• **THE EXERCISE**
Count how many of the lines below contain the string "wall". Reply with the number only.

======== EXERCISE MATERIAL ========

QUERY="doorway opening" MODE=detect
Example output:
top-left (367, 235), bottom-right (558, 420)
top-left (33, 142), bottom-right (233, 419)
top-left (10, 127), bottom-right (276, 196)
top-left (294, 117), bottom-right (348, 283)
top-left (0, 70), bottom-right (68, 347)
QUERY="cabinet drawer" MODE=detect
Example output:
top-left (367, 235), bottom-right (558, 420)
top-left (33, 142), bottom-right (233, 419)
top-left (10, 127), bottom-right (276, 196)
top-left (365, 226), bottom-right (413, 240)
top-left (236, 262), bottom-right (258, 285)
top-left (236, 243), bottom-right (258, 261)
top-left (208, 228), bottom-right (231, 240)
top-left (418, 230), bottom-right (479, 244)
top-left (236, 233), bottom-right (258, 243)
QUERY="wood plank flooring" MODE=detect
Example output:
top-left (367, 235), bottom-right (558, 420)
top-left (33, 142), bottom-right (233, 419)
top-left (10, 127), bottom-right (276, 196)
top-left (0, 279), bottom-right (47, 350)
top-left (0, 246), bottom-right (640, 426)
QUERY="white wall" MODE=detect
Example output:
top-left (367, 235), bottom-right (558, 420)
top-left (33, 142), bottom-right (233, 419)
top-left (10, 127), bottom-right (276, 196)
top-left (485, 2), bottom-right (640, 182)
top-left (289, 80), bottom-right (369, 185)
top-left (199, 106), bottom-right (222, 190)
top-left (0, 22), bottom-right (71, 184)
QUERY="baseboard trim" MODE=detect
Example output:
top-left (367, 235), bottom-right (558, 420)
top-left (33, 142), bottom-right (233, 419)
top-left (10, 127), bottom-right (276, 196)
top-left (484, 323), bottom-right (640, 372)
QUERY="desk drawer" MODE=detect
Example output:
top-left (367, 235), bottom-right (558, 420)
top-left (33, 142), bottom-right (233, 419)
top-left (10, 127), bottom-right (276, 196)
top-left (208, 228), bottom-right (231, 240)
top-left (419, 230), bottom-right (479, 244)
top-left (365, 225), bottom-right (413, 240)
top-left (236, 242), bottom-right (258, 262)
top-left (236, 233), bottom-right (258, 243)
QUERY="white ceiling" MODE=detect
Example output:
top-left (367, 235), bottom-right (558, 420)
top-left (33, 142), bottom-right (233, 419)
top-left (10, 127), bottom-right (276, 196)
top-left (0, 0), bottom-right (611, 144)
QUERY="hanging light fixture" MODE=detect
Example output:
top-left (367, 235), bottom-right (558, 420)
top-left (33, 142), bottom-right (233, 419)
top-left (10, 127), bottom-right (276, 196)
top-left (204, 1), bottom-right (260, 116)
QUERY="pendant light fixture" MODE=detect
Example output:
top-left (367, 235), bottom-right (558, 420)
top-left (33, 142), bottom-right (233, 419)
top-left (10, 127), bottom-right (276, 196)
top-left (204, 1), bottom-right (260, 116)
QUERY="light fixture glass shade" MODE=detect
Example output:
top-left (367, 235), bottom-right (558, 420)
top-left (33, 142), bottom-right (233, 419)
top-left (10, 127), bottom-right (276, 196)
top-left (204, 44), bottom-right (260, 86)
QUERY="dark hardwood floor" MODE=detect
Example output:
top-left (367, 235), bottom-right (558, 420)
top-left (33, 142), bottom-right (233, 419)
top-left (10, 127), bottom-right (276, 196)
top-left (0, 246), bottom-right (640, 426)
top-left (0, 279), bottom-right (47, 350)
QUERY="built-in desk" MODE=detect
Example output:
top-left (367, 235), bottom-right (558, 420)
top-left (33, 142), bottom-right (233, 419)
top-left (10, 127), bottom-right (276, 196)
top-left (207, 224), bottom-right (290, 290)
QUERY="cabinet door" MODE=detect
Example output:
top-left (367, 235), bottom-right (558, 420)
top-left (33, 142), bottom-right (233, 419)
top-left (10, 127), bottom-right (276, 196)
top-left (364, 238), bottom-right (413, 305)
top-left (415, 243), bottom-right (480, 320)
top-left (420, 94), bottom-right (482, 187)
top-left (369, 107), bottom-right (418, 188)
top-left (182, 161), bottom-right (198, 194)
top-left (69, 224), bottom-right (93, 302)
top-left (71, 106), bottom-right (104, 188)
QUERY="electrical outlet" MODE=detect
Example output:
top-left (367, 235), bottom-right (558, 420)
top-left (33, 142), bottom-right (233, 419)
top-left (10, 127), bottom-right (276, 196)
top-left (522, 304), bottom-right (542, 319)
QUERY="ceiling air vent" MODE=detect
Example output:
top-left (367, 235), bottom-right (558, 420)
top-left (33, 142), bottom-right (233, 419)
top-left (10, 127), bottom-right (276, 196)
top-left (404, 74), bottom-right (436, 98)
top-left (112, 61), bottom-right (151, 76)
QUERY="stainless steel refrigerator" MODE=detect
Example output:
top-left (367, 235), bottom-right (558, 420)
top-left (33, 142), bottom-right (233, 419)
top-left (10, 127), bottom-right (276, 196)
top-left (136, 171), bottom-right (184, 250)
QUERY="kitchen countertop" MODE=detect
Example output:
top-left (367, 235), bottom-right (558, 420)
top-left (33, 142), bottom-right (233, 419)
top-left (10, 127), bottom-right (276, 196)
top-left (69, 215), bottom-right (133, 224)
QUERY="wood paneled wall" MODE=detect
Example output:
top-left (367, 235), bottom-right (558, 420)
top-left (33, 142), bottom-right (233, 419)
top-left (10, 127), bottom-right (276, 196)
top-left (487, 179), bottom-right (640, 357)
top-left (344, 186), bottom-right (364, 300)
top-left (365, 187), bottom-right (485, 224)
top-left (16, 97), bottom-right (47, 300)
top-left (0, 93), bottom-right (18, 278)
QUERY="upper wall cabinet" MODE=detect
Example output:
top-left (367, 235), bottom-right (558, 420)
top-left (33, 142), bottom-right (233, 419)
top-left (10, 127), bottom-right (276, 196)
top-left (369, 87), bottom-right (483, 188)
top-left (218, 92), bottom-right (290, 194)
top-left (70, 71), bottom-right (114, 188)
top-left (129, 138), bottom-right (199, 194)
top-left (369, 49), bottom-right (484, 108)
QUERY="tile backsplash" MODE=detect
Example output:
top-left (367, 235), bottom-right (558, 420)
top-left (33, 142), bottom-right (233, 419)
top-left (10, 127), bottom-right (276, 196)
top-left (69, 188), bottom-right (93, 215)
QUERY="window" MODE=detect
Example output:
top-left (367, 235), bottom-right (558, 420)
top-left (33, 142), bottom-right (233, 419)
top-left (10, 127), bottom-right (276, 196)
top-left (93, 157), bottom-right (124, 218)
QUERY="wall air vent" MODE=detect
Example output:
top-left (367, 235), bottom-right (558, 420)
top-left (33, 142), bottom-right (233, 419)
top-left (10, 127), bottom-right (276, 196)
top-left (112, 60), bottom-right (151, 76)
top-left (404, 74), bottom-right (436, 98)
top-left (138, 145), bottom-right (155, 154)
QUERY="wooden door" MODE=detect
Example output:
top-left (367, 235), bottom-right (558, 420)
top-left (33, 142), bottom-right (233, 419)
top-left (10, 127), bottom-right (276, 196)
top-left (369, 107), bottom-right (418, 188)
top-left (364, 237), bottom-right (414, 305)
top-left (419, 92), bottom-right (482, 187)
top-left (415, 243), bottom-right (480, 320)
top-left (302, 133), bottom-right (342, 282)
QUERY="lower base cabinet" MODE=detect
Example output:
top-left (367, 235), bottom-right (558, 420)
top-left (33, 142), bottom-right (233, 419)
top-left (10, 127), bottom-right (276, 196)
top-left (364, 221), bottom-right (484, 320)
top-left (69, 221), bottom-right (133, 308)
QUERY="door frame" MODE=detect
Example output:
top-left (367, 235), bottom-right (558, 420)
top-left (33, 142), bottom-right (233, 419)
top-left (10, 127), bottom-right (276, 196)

========

• **FULL OUTPUT**
4